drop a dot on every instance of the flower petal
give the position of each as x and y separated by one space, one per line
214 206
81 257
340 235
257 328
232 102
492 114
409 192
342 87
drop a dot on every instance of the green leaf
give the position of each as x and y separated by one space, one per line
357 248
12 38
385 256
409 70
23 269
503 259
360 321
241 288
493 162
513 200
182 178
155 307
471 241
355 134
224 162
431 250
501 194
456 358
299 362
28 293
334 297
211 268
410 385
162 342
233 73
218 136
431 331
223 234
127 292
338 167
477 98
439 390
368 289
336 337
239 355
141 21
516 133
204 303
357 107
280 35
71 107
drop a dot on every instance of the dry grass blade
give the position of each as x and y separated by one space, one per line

☆ ☆ ☆ ☆ ☆ ☆ ☆

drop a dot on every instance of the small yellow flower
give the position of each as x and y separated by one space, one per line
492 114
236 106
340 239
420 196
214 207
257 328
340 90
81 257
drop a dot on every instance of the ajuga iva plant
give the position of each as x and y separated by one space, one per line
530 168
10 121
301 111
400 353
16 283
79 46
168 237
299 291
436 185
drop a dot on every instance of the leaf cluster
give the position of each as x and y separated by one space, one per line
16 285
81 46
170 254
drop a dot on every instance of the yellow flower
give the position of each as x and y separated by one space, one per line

☆ ☆ ☆ ☆ ☆ ☆ ☆

● **GOAL**:
Extract each line of the records above that contains the word "every".

● **THE RESPONSE**:
drop a dot on every instance of the flower petal
drop a dot on every instance of the green leaf
drop a dot on every instance of the dry grass blade
drop a dot on every instance of the small yellow flower
drop a dot on every instance of the ajuga iva plant
drop a dot on every instance of the leaf cluster
drop a dot on every instance of the yellow flower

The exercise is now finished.